- Complete the following
• 1. In the passage on Brown's career and research, what was participation in arts classes linked to in 2017?
• 2. Repeat the passage on Brown's career and research word for word, from "Brown was co-president" up to and including "Cultural Alliance (2016–2019).".

- Text shown
────

Brown joined WCU as an assistant professor in 2005, became an associate professor in 2010, and has been a full professor since 2015. From 2006 to 2012, she was the president of the Faculty Senate. She co-founded and facilitated the WCU CARES (Campus Allies Regarding Emotions of Students) program from 2008 to 2012.

Brown was co-president of the Philadelphia Chapter of the Association for Psychology of Women from 2011 to 2021, and served on the Arts and Pre-K Advisory Committee for the Greater Philadelphia Cultural Alliance (2016–2019).

==Research==
Brown has studied children's development, poverty, racism, marginalized groups, and models of change, focusing on Head Start, arts, mindfulness, and anti-racism training. She partnered with Settlement Music School's Kaleidoscope Arts Enrichment Preschool, leading a series of studies on the impact of the arts, with her research on arts and cortisol in economically disadvantaged children funded by the NEA Art Works Research grants program. In 2010, her findings showed that children in arts classes achieved significantly higher gains in receptive vocabulary compared to peers at a nearby preschool. Subsequent research in 2013 revealed that Kaleidoscope students experienced 60% more positive emotions during arts activities than those in traditional classrooms, along with improved emotional regulation. In 2017, participation in arts classes was linked to reduced cortisol levels in economically disadvantaged children, indicating lower stress. Furthermore, in 2018, her work confirmed that Kaleidoscope students demonstrated greater school readiness than those in a non-arts-integrated Head Start program, underscoring the potential of arts integration to enhance educational opportunities for disadvantaged children.

────

- Data section
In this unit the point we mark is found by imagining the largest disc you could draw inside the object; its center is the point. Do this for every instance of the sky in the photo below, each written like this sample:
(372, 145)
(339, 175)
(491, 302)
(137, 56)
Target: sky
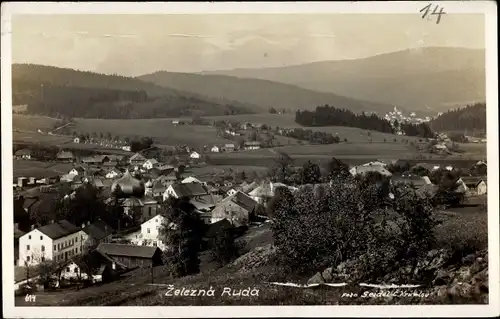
(133, 45)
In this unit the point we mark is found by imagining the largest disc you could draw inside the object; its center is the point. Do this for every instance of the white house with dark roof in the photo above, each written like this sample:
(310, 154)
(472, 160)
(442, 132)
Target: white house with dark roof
(195, 155)
(237, 209)
(23, 154)
(215, 149)
(150, 163)
(190, 190)
(57, 241)
(150, 232)
(137, 159)
(96, 233)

────

- Answers to the problems
• 1. Reduced cortisol levels in economically disadvantaged children, indicating lower stress.

• 2.
Brown was co-president of the Philadelphia Chapter of the Association for Psychology of Women from 2011 to 2021, and served on the Arts and Pre-K Advisory Committee for the Greater Philadelphia Cultural Alliance (2016–2019).